__Work item__:
Give the number of lines in the material below that contain the word "image", and nothing else.
◇ ◇ ◇ ◇ ◇
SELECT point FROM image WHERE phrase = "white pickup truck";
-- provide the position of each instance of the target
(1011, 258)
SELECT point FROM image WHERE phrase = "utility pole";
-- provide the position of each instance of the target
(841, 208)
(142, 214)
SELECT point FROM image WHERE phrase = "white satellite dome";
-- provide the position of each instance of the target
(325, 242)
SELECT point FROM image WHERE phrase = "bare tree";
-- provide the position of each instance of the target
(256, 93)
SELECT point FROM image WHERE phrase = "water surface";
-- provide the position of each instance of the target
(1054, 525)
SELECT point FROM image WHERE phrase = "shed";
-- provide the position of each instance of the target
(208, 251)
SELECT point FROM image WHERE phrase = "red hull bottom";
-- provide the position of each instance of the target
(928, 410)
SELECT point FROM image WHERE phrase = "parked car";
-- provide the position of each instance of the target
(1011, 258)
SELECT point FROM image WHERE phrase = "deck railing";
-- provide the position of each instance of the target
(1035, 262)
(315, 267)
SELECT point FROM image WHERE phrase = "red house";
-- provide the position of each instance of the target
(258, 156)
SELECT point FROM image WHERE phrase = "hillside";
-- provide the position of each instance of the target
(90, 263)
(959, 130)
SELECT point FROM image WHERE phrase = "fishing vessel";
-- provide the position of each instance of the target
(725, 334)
◇ ◇ ◇ ◇ ◇
__Answer section__:
12